WHAT TO PRODUCE> Retype all material exactly. Pictures stay out of the copy.
--- START ---
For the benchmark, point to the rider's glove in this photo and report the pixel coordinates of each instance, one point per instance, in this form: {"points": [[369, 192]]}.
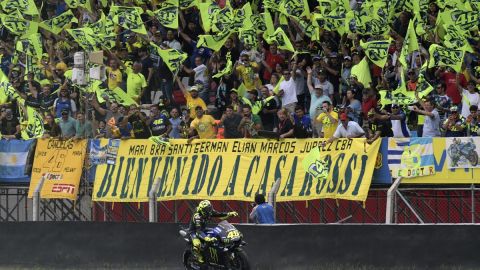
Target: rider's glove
{"points": [[232, 214], [210, 239]]}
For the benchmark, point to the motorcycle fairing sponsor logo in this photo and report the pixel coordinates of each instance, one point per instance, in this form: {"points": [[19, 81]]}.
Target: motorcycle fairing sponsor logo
{"points": [[463, 152]]}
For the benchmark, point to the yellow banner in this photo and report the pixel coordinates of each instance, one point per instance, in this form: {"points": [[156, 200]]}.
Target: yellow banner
{"points": [[62, 163], [444, 175], [232, 170]]}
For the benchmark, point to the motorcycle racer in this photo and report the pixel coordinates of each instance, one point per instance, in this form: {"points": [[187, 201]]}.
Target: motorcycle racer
{"points": [[198, 225]]}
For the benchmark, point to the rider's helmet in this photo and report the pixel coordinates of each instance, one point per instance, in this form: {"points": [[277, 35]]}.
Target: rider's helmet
{"points": [[205, 208]]}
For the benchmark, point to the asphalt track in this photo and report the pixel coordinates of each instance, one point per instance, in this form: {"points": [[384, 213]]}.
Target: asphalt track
{"points": [[84, 245]]}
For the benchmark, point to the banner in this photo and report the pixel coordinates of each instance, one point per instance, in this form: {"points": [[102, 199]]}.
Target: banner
{"points": [[463, 152], [443, 174], [411, 157], [166, 14], [335, 181], [171, 57], [13, 160], [233, 170], [445, 57], [57, 24], [62, 164], [128, 18], [377, 51]]}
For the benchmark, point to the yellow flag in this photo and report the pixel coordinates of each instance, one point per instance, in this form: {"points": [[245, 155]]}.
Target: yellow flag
{"points": [[128, 18], [410, 44], [86, 38], [19, 26], [453, 38], [281, 39], [57, 24], [228, 67], [171, 57], [377, 51], [7, 91], [79, 3], [362, 71], [30, 45], [214, 42], [31, 122], [441, 56], [23, 6], [208, 12], [276, 89], [167, 14]]}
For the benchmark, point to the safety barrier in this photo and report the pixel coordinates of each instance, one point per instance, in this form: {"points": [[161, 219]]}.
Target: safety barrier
{"points": [[84, 245]]}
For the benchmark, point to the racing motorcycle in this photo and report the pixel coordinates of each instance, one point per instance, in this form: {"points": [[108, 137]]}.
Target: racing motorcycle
{"points": [[459, 150], [225, 253]]}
--- END ---
SOLUTION TO THE EXERCISE>
For the benchmark, point to the rider's glove in this photo and report the pixel coordinates of each instance, one point per instance, in this form: {"points": [[369, 192]]}.
Target: rider's glove
{"points": [[232, 214], [210, 239]]}
For the benchmark, point to the motorcycle fairing sponsor logo in this photo and report the pixel coordinates of each instance, one point per instance, in this form: {"points": [[19, 81]]}.
Target: motorcycle fairing sponsor logo
{"points": [[463, 152]]}
For the benchmark, point to the yellow banner in this photo and report the pixel coordinates of each instance, one point per instance, in this form: {"points": [[156, 200]]}.
Target: yellow banner
{"points": [[62, 163], [444, 175], [232, 170]]}
For the benchmark, point to the motorcycle racer in this photo and report the pixel coordinates of each instance, one point per instance, in this form: {"points": [[187, 201]]}.
Target: motorcycle racer
{"points": [[198, 225]]}
For the benchmark, point to the rider's helmet in this photo and report the pixel coordinates of each instance, one point per instance, in this form: {"points": [[277, 35]]}.
Target: rider's helmet
{"points": [[205, 208]]}
For the benchmark, point to the asphalt track in this photo and report the pixel coordinates of each instance, one point per instance, in this form: {"points": [[384, 213]]}.
Target: asphalt track
{"points": [[84, 245]]}
For the benchmark, point to the banner in this photo and report the pixel coordinates of each instance, one point per instance, in this form: {"points": [[102, 199]]}.
Target: banner
{"points": [[463, 152], [443, 174], [411, 157], [166, 14], [335, 181], [171, 57], [13, 160], [233, 170], [445, 57], [57, 24], [62, 164], [128, 18], [377, 51]]}
For the benchmark, point to the yellow flag in this photo and report the pixel coordinates of each instance, one point per instance, in this form: {"points": [[245, 155]]}.
Target: yellow flag
{"points": [[128, 18], [410, 44], [86, 38], [19, 26], [453, 38], [281, 39], [57, 24], [228, 67], [171, 57], [377, 51], [7, 91], [79, 3], [362, 71], [30, 45], [214, 42], [31, 122], [441, 56], [23, 6], [208, 12], [276, 89], [167, 14]]}
For the benchmark, point to the safety barrier in this photo and report the pixel coordinates of each instance, one point per instance, in this form: {"points": [[161, 219]]}.
Target: safety barrier
{"points": [[84, 245]]}
For the benchmark, point to the racing motorcycle in this photo and report the pixel coordinates of each instance, one point per instance, in this form: {"points": [[108, 137]]}.
Target: racing motorcycle
{"points": [[459, 150], [225, 253]]}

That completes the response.